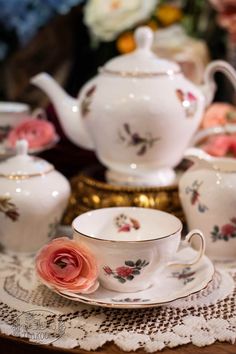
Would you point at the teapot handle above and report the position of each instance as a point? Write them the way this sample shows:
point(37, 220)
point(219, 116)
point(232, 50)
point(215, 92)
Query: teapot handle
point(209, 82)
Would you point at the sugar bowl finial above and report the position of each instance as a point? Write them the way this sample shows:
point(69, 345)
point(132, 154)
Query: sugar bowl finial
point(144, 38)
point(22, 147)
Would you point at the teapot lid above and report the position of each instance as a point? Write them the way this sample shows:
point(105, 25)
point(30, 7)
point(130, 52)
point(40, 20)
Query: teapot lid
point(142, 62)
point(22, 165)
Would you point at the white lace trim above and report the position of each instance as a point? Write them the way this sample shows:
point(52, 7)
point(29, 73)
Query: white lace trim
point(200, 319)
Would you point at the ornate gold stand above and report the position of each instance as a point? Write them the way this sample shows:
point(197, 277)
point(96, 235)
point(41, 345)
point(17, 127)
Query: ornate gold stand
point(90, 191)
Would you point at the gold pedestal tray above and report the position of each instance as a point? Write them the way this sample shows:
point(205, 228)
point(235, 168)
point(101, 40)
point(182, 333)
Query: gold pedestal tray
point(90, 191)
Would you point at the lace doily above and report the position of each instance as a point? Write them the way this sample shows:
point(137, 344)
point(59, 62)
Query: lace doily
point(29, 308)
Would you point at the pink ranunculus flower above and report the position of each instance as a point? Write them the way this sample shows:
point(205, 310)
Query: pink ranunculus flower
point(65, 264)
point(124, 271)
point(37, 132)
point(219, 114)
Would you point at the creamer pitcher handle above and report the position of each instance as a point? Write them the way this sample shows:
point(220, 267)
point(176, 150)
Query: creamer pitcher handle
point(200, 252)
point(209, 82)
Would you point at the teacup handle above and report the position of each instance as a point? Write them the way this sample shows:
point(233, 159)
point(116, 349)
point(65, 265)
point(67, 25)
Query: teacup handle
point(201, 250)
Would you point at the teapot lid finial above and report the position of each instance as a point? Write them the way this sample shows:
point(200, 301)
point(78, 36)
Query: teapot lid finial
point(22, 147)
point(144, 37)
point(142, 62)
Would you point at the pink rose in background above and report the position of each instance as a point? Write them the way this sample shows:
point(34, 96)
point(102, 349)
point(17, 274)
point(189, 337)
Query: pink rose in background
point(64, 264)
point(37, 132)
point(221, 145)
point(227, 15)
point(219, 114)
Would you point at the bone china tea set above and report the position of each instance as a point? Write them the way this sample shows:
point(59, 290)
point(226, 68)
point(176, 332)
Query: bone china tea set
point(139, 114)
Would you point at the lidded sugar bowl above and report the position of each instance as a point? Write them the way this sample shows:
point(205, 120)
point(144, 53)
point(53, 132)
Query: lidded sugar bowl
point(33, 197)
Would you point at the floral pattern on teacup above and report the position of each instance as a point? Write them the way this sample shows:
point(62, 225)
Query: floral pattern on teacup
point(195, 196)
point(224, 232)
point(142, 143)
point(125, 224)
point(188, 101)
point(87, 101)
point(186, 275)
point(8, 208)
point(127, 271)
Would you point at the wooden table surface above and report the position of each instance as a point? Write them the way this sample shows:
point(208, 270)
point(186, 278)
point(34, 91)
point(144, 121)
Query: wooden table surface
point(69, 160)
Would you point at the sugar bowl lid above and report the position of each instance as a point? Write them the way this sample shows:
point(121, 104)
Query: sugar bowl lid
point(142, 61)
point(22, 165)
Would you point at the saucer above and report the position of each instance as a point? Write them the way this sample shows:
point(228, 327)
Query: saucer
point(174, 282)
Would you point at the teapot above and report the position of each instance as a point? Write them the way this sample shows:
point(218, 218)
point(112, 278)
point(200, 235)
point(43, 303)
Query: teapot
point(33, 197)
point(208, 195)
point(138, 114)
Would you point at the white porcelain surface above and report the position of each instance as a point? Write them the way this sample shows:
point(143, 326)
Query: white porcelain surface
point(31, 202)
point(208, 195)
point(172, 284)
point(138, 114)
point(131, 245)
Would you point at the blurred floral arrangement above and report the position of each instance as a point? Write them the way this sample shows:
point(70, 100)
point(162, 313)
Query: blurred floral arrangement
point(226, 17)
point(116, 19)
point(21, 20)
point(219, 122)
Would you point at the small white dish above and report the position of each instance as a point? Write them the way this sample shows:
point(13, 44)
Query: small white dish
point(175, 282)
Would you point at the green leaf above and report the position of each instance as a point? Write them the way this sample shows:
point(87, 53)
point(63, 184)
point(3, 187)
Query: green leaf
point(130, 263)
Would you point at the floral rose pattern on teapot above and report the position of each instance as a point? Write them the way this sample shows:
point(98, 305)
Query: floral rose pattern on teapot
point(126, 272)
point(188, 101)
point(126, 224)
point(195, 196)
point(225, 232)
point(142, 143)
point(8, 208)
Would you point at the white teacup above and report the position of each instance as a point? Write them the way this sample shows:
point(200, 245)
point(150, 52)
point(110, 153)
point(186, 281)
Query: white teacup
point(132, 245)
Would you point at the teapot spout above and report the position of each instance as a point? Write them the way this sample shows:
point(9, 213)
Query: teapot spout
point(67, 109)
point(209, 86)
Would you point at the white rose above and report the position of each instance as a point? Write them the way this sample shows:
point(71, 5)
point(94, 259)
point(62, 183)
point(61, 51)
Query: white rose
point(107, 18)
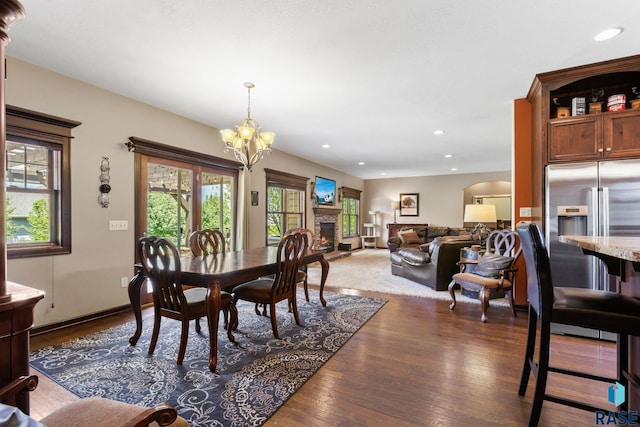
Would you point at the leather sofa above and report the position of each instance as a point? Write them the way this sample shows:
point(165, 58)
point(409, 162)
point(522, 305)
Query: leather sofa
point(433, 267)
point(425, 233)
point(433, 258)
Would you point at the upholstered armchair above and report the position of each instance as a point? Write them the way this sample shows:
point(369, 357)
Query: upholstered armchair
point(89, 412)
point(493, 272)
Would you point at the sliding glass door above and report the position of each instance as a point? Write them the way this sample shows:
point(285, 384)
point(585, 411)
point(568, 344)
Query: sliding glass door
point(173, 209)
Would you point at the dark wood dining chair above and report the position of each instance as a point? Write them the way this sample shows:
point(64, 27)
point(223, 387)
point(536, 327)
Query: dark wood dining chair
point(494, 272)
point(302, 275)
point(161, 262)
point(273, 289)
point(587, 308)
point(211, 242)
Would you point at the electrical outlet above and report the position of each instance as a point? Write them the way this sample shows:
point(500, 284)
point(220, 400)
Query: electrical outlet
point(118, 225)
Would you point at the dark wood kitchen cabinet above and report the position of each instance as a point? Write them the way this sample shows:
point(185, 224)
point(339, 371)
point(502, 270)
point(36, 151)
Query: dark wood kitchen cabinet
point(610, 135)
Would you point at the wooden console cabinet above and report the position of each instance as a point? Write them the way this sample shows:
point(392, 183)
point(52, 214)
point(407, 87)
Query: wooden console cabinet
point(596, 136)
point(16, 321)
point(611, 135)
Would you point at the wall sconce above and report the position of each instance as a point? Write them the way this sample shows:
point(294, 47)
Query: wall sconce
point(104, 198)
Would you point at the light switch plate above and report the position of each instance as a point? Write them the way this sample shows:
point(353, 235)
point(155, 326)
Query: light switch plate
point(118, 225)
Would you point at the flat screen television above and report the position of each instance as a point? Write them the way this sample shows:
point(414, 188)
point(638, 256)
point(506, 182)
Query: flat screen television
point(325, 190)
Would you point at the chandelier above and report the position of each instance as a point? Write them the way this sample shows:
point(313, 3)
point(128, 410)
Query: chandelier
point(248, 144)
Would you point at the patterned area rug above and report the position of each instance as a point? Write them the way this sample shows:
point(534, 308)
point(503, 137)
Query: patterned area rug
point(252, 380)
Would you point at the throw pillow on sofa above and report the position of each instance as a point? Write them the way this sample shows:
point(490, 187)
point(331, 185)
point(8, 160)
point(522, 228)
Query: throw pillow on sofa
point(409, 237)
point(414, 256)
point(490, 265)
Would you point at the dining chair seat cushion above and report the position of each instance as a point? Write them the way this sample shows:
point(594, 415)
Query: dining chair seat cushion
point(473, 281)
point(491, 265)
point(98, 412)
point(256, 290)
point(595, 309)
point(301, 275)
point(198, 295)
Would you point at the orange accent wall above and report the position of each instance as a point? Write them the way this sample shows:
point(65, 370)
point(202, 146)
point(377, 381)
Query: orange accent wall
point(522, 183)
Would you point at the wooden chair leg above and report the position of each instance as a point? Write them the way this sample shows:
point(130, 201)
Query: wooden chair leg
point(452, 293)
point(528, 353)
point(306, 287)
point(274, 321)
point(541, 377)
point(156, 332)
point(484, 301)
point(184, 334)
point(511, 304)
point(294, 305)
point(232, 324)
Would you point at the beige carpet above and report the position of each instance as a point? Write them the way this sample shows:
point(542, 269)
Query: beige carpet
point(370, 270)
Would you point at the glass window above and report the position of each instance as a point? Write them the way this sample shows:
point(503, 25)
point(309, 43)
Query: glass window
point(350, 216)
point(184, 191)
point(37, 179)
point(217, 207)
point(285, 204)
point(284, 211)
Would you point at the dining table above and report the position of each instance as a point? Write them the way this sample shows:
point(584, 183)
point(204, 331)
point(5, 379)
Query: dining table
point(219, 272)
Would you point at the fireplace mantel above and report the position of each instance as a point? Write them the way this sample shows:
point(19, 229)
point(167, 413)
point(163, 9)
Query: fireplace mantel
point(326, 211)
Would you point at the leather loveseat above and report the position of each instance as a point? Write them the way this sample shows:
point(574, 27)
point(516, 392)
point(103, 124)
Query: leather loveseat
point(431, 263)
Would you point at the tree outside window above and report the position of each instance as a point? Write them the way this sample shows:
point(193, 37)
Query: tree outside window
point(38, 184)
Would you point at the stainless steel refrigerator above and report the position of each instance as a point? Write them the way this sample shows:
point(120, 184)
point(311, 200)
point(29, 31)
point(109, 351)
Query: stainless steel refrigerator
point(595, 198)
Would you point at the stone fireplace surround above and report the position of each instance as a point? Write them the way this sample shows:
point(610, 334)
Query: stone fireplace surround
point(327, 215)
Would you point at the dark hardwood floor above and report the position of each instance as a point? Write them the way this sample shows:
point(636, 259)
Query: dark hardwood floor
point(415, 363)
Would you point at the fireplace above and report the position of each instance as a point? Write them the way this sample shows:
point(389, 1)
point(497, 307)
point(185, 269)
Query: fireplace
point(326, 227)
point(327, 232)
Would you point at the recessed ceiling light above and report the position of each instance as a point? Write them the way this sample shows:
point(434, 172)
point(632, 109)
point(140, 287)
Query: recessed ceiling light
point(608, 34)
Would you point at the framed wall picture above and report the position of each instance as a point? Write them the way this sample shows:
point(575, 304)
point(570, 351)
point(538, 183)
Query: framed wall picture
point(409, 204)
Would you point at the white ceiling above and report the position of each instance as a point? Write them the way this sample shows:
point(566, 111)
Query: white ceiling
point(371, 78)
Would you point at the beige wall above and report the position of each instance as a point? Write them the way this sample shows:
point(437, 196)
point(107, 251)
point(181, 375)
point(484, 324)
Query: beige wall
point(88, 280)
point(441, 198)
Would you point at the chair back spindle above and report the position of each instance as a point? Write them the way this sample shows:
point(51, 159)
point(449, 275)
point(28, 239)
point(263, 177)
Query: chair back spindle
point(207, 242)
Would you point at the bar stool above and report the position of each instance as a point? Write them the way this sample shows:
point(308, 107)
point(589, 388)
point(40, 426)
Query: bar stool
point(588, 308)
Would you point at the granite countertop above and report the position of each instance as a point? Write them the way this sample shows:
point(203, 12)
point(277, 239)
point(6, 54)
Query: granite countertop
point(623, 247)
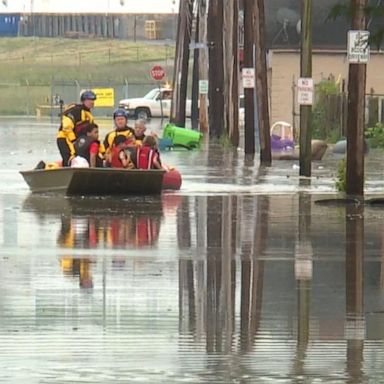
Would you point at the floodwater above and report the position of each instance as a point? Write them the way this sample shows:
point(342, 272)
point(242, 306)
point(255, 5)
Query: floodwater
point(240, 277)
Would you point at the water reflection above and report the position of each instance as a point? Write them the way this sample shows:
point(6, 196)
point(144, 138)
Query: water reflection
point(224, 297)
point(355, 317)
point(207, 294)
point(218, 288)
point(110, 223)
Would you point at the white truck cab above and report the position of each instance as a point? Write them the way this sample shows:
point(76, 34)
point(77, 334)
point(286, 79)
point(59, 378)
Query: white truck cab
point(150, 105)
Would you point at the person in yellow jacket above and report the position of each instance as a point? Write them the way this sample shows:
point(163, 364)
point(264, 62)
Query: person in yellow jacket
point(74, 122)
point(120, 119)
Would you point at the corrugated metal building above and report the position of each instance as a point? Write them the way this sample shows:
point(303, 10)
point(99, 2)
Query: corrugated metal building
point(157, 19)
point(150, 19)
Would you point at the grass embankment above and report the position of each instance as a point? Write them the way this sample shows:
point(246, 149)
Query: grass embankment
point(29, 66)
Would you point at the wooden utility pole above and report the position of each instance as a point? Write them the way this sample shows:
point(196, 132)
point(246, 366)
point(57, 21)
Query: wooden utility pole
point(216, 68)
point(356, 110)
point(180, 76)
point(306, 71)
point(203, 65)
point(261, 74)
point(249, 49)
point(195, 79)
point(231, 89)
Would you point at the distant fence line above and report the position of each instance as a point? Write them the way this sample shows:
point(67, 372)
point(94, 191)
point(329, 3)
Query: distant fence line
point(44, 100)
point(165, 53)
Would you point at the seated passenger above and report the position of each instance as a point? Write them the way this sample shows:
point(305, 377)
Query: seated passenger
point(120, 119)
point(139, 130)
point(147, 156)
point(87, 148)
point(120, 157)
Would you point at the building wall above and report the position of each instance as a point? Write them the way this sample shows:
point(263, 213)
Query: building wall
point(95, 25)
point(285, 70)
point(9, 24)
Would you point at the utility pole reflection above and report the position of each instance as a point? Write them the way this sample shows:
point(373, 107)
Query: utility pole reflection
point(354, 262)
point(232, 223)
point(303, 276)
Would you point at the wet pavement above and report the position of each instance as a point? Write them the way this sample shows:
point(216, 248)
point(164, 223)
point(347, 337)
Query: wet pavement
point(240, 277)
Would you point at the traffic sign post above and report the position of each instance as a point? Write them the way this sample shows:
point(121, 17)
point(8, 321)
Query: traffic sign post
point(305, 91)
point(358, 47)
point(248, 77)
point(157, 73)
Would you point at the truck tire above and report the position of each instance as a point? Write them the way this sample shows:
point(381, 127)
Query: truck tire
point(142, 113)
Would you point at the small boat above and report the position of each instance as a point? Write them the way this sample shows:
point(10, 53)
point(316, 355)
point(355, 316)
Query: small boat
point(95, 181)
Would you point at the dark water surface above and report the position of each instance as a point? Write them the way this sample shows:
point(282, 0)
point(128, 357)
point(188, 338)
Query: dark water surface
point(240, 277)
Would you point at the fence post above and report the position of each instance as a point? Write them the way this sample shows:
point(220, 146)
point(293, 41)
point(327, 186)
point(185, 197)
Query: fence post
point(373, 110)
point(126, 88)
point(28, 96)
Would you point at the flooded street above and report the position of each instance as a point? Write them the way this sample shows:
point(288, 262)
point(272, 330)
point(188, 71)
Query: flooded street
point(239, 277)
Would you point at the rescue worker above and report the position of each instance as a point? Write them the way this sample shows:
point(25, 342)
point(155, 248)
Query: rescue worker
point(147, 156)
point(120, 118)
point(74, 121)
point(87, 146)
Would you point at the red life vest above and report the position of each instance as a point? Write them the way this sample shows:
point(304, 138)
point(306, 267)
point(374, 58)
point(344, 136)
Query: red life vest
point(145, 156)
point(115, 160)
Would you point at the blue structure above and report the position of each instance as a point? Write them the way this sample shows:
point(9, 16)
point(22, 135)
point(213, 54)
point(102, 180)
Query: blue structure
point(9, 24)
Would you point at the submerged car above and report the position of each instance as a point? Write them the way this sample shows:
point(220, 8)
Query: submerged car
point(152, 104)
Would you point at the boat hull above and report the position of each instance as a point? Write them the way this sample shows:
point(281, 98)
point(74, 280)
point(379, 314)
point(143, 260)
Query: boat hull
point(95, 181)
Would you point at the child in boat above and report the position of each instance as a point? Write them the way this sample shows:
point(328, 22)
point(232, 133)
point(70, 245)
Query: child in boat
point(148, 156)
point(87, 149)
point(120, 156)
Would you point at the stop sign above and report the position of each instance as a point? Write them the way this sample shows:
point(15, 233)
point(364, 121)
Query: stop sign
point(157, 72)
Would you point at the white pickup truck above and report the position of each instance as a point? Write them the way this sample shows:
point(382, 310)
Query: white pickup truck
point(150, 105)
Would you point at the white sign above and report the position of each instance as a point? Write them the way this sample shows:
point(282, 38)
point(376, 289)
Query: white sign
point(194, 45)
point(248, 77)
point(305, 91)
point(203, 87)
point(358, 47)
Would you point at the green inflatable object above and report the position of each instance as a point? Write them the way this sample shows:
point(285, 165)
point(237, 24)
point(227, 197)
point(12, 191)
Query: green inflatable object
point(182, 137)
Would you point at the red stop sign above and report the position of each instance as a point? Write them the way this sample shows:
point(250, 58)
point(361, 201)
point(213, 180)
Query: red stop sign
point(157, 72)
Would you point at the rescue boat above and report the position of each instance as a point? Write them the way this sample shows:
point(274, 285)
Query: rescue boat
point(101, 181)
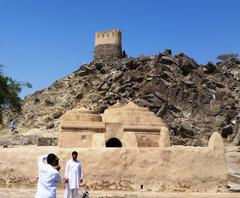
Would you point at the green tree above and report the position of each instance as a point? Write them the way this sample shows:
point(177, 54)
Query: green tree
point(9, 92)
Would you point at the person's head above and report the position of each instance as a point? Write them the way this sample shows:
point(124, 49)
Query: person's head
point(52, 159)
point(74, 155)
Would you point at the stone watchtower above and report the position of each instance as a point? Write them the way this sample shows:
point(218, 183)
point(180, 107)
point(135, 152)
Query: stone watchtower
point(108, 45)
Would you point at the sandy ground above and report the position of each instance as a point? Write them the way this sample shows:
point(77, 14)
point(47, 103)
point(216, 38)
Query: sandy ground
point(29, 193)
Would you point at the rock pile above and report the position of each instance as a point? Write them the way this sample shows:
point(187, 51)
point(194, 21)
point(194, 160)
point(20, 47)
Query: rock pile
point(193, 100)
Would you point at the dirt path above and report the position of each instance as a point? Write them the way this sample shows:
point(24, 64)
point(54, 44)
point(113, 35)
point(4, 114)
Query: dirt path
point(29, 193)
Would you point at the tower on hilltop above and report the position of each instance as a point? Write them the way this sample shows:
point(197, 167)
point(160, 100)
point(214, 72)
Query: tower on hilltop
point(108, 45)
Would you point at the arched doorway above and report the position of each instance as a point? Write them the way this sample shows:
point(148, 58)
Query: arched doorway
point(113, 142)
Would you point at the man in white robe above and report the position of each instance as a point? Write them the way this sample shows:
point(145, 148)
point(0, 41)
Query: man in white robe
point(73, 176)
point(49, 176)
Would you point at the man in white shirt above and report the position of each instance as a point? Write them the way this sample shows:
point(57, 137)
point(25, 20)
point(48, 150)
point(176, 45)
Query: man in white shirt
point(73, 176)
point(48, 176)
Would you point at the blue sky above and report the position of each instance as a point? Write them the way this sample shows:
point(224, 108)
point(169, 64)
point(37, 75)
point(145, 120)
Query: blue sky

→ **Exercise**: Write out the lines from the start of the material to the line with "point(132, 154)", inclusive and exactly. Skip the pictures.

→ **Response for this exercise**:
Would you point at the teapot handle above and report the position of each instance as a point? Write them the way this sample shows:
point(37, 220)
point(219, 116)
point(232, 50)
point(215, 92)
Query: teapot handle
point(209, 82)
Would you point at the sugar bowl finial above and report the position of each instance as a point? Write them the way this sample shows:
point(69, 345)
point(132, 154)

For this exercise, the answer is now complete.